● **WHAT THE TASK REQUIRES**: Could you copy all of the records below exactly as they appear?

● **DATA TO USE**:
%%

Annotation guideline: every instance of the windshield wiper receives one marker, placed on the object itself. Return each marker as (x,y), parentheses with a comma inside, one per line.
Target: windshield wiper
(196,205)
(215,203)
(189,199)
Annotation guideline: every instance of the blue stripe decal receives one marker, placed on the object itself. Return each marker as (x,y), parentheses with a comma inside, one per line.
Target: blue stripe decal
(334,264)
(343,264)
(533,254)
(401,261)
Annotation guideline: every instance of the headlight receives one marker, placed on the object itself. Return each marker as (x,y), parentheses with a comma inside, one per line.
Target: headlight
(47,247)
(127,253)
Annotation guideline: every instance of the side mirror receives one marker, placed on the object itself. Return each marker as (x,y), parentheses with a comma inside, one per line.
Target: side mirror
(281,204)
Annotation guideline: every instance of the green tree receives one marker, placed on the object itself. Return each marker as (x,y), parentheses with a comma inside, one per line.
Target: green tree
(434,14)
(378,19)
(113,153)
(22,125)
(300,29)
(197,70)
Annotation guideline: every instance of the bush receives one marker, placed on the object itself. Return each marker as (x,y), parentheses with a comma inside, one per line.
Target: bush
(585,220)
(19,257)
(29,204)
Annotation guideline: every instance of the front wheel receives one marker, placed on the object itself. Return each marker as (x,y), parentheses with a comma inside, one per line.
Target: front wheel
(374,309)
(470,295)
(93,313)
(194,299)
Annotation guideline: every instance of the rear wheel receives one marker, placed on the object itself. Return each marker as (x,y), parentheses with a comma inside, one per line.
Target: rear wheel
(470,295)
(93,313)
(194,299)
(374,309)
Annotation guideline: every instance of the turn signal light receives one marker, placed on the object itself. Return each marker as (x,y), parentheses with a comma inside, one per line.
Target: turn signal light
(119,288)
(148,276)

%%

● **TASK SOLUTION**:
Annotation guideline: every instance of the windshield wiper receives one marker, placed on the object itself. Return each marker as (x,y), parentheses with a comma inside, one per line.
Target: windshield wiper
(196,205)
(215,203)
(189,199)
Annotation guideline: every instance of the blue stripe decal receives one marker, placed on the object itself. Return each marker as (x,y), parentheses with a comma inside, one per line.
Target: blue stripe decal
(334,264)
(343,264)
(533,254)
(401,261)
Annotation guideline: every instance of the headlight receives one marker, placed on the object itself. Return each marker as (x,y), parentheses with a comma inside, one per line.
Target: headlight
(47,247)
(127,253)
Annotation guideline: every instance of the side mirror receives one marker, placed on the object itself. Return each marker as (x,y), parentheses with a comma inside, one per line.
Target: side mirror
(281,204)
Annotation guideline: every instance of the green tree receives one marker, placed on the object itself. Return each marker as (x,y), parentheses with a comma inside, one per line.
Target: green tree
(434,14)
(378,19)
(113,153)
(22,125)
(300,29)
(197,70)
Annotation guideline: every instance of the bush receives one marker, placed on the object itself. Return each marker as (x,y), parentheses with a comma inside, one per line.
Target: bush
(585,220)
(19,257)
(29,204)
Annotation guideline: every instance of the front wheel receives one marker, placed on the object itself. Return each marker as (x,y), parentheses with a comma inside, one per line.
Target: front wheel
(374,309)
(470,295)
(93,313)
(194,299)
Annotation guideline: every instance of the rear wheel receives one marker, placed on the object itself. Return each marker as (x,y), parentheses with a comma inside, one per line.
Target: rear wheel
(470,295)
(93,313)
(194,299)
(374,309)
Annotation guideline: every instance of the turn signal light receives one marker, placed on the object itself. Return each marker as (x,y), parentheses with a comma inside, one per line.
Target: turn signal light
(119,288)
(148,276)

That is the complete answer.